Excerpts of location labeling data:
########################################

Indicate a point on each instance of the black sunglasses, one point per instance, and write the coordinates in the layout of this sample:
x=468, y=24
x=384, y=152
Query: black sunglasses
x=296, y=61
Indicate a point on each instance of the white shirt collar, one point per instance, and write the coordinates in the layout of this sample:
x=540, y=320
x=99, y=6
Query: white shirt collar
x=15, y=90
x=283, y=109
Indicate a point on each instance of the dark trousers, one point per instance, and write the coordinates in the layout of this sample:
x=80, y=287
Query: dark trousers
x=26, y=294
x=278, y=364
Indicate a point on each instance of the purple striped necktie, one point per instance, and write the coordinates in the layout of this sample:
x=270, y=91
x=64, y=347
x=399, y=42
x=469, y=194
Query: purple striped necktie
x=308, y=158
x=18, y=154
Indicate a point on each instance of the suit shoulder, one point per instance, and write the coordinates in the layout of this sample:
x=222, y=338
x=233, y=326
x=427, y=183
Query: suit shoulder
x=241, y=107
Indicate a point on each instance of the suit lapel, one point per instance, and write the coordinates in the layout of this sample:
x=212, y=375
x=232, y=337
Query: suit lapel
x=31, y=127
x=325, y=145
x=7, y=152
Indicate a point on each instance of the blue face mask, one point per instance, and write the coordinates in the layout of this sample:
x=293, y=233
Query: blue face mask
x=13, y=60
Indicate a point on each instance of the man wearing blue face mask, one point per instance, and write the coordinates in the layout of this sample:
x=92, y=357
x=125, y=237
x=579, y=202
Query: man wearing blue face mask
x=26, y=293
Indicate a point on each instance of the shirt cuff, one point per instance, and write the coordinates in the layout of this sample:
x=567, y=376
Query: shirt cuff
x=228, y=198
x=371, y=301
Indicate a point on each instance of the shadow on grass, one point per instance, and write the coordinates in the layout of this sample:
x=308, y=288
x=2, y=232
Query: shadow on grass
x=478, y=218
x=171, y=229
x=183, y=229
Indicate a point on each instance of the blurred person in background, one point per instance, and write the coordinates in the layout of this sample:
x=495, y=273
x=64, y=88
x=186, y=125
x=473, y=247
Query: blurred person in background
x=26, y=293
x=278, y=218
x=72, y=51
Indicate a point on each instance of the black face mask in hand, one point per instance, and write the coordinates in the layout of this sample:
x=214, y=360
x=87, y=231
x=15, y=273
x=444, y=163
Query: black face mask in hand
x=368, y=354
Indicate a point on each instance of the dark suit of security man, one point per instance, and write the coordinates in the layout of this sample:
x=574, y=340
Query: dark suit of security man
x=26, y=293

########################################

# INSTRUCTIONS TO FOLLOW
Reproduce all the rows above, substituting "Mark" for each occurrence of "Indicate" and keeping every other part unchanged.

# FINISHED EXERCISE
Mark a point on each instance of the black sunglasses, one point per instance, and write the coordinates in the layout of this sample:
x=468, y=24
x=384, y=152
Query: black sunglasses
x=296, y=61
Mark a point on each instance of the white shirt collar, one point per instance, and write the coordinates in the layout of this sample:
x=540, y=320
x=99, y=6
Query: white shirt collar
x=15, y=90
x=283, y=109
Mark a point on each instance of the dark trousers, one point per instance, and write the coordinates in the layout of this sample:
x=80, y=287
Query: dark trousers
x=26, y=294
x=278, y=364
Mark a point on each instance of the purple striped necktie, one point per instance, and write the coordinates in the layout of this sample:
x=270, y=91
x=64, y=347
x=399, y=42
x=469, y=194
Query: purple striped necktie
x=308, y=158
x=18, y=154
Mark a point on each instance of the suit shoulder, one point per instance, and write the coordinates in the layout of this sample:
x=222, y=338
x=233, y=326
x=427, y=183
Query: suit shoulder
x=241, y=107
Mark a point on each instance of the suit lapel, one point per instance, and write the coordinates in the layout of this sample:
x=212, y=375
x=232, y=337
Query: suit lapel
x=31, y=127
x=325, y=145
x=7, y=152
Mark a point on each instance of the blue face mask, one point per instance, and write the coordinates in the layout of this sample:
x=293, y=233
Query: blue face mask
x=13, y=60
Mark a point on each instance of the man wearing blue face mask, one point per instance, and write the coordinates in the layout of this sample:
x=92, y=357
x=125, y=237
x=579, y=202
Query: man wearing blue face mask
x=26, y=293
Mark a point on each instance of the shirt cuff, one point per instance, and write the coordinates in the layout of this sample:
x=567, y=376
Query: shirt cuff
x=228, y=198
x=371, y=301
Mark a point on each instance of the shadow on grass, one point per instance, and write the coordinates in the layout of this sample:
x=308, y=288
x=2, y=232
Query: shadow on grass
x=478, y=218
x=171, y=229
x=183, y=229
Mark a point on each instance of the blurred person in background, one point per instance, and write the coordinates in the layout of this sample:
x=495, y=273
x=64, y=88
x=186, y=125
x=473, y=247
Query: blurred person in background
x=26, y=293
x=278, y=218
x=72, y=51
Mark a point on each instance of the black face mask in hand, one point per instance, and write the coordinates in the layout of this sample:
x=214, y=360
x=87, y=231
x=15, y=273
x=444, y=163
Query: black face mask in hand
x=368, y=354
Mark a point on each instance of the dark suit of security man, one point per instance, and write the coordinates in the layout of this sample:
x=574, y=340
Query: dark suit of security man
x=26, y=293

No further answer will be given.